## The request
Shift each box coordinate in the data up by 23, then write out every line from the start of the data through the line containing "496, 256, 573, 308". Leave all other text on those lines unchanged.

[Rows from a box-labeling dataset]
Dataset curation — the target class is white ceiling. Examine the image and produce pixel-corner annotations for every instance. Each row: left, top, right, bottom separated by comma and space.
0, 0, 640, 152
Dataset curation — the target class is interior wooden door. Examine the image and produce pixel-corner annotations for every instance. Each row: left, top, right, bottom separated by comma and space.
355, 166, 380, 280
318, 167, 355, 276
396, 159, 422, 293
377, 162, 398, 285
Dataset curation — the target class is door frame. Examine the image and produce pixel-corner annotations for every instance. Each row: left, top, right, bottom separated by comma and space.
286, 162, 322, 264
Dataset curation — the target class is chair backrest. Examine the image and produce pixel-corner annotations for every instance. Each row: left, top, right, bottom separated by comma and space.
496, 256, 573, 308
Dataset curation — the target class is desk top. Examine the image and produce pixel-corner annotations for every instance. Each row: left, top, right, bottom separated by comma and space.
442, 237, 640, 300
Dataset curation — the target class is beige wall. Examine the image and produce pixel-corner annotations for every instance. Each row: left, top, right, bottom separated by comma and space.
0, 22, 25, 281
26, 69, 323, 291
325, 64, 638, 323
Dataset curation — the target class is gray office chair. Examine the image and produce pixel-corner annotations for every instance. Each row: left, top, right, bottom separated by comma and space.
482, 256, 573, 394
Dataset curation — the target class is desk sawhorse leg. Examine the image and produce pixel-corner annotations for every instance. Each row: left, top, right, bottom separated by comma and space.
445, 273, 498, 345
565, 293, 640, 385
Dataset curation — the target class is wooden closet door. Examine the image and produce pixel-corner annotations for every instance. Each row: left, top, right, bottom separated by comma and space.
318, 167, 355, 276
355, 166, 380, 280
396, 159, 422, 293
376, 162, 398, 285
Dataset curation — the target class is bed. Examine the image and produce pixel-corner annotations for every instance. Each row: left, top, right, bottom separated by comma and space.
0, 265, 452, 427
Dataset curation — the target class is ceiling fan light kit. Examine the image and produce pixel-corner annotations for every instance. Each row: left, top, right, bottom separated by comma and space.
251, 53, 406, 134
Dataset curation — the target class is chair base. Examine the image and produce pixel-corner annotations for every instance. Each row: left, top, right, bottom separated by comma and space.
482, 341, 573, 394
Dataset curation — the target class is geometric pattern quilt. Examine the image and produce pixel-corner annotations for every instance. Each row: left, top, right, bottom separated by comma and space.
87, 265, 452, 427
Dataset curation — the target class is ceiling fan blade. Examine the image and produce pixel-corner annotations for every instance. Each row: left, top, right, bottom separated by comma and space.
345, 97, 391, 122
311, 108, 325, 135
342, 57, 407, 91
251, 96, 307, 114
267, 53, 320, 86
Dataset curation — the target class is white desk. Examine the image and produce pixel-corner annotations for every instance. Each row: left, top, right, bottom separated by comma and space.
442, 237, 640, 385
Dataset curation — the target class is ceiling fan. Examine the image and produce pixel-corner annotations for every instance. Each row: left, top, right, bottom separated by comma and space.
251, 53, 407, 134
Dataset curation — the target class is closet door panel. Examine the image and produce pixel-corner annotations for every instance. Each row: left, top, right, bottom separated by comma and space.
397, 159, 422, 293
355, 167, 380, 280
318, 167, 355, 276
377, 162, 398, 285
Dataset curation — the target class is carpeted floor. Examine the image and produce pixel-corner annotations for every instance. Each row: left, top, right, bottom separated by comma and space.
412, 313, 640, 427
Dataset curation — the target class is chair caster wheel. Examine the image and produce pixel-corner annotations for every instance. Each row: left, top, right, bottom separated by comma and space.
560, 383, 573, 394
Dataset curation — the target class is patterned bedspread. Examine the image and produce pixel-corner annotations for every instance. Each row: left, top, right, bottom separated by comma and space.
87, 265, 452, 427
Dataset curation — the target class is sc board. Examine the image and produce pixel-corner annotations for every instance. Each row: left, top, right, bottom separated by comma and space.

## Response for this exercise
Dataset curation — the target class is white ceiling. Examine the image and produce pixel-corner annotations for every instance. Each row: left, top, right, bottom separated by comma and space.
23, 23, 663, 175
Dataset curation — the target class is interior wooden door. Examine the image and produce pixel-corner annotations for every instance. Each row: left, top, right, bottom separated by comma and space.
378, 189, 403, 303
341, 190, 378, 299
419, 182, 445, 316
400, 185, 421, 308
Dataset curation — the target class is door frame. Examine the image and produce pixel-corner annotations for every instance. Each row: left, top, right, bottom separated by comma and space.
309, 185, 345, 287
Dataset curation — the target class is chair backrest. Examine the image and produce pixel-corner annotations for every instance. Each row: left, top, right, bottom separated by comma and space.
519, 279, 596, 331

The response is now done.